## Consignes
**1)** Recopiez le passage du compte rendu de concert qui commence par les mots « Puis, guest star » et se termine par « une première partie. ».
**2)** Écrivez la suite du compte rendu du concert d'AC/DC, en reprenant juste après sa dernière phrase.

## Article
Puis, guest star de luxe, voilà ce bon vieux Rob Halford tout de cuir « mouleburné », casquette Cruising vissée sur la tête et fouet bien en main, qui déboule sur la scène sur les accords de leur intro de l'époque : EXITER... JUDAS PRIEST comme mise en bouche, humm cela sent la déferlante de watts. Trois quart d'heures plus tard, il faut bien reconnaître que ces gaillards ne font pas dans la dentelle. Le public ne s'y trompe d'ailleurs pas car ils sont bien ovationnés... chose assez rare pour une première partie.
Entracte, on se dit que la soirée ne débute pas si mal et on peut même se demander si les compères, en bon judas, ne vont pas tromper tout le monde en volant le show à nos australiens préférés. Quelle hérésie !
A peine les lumières éteintes, la grand-messe du Rock n' roll peut débuter : une épaisse fumée envahit la scène sur une intro gigantesque de basse signée Cliff Williams suivi des accords caractéristiques de guitare de « Live Wire » bientôt rejoint par le martèlement du meilleur batteur binaire de l'époque (Phil Rudd). Puis déboulant à toute vitesse les deux derniers compères, Angus et Bon, figures de proue d'un vaisseau lancé à 6000 Watts à l'heure sur l'autoroute de l'enfer... Et là on comprend que l'on peut jeter toutes nos certitudes au panier, ces foutus australiens vont nous asséner pendant une heure et demie, une leçon de rock n' roll qu'aucun groupe alors considéré comme des dinosaures n'avaient pu imaginer. Aux oubliettes les interminables soli des sieurs Page, Blackmore, Bonham et autres Paice, tout le monde avait oublié que le rock n' roll, c'est trois accords, un bon rythme binaire, des amplis calés à 10 et surtout une bonne dose de sueur... On avait durant toute cette décennie (seventies), complètement oublié ce que Chuck Berry nous avait inculqué vingt ans auparavant ! AC/DC s'est heureusement chargé de tout remettre en place avec cette étincelle en plus qui fait la différence. Le jeu de scène d'Angus n'est-il d'ailleurs pas un vibrant hommage à la "duck walk" de Papy Chuck ?

## Lignes affichées

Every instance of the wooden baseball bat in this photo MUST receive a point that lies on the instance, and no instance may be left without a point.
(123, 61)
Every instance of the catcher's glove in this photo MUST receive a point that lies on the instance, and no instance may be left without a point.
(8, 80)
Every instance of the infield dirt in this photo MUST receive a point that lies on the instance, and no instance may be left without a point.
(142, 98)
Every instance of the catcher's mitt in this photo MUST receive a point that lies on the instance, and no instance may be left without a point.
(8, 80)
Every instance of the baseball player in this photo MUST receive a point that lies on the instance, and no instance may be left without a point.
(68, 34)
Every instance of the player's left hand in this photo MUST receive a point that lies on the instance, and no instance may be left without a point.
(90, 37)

## Réponses
**1)**
Puis, guest star de luxe, voilà ce bon vieux Rob Halford tout de cuir « mouleburné », casquette Cruising vissée sur la tête et fouet bien en main, qui déboule sur la scène sur les accords de leur intro de l'époque : EXITER... JUDAS PRIEST comme mise en bouche, humm cela sent la déferlante de watts. Trois quart d'heures plus tard, il faut bien reconnaître que ces gaillards ne font pas dans la dentelle. Le public ne s'y trompe d'ailleurs pas car ils sont bien ovationnés... chose assez rare pour une première partie.

**2)**
Une heure et demie durant, ce fut une déferlante monumentale, normal d'ailleurs pour des gars venus du pays du surf. Aucun temps mort, juste du rock n' roll électrifié jusqu'à la moelle, une messe en l'honneur du rock, avec des apôtres nommés Malcolm, Phil, Cliff, Angus et Bon...
Phil Rudd, Malcolm Young et Cliff Williams : il s'agit là du monstre à trois tête détenant le secret ultime de la recette rock n' rollienne. En effet, quel groupe peut se vanter d'avoir eu une telle section rythmique ? Phil Rudd, véritable locomotive lancée à toute allure, privilégiant le rythme aux breaks, poussant dans leurs derniers retranchements un Cliff Williams toujours juste et puissant (on a jamais vu un bon boogie sans une grosse ligne de basse), et un Malcolm Young impérial dans son rôle de rampe de lancement pour son frère. Un cas à part ce Malcolm, un paradoxe à lui tout seul, véritable pile électrique tout en retenue, bouillant mais jamais en ébullition et pourtant si influant dans toutes les compos du groupe...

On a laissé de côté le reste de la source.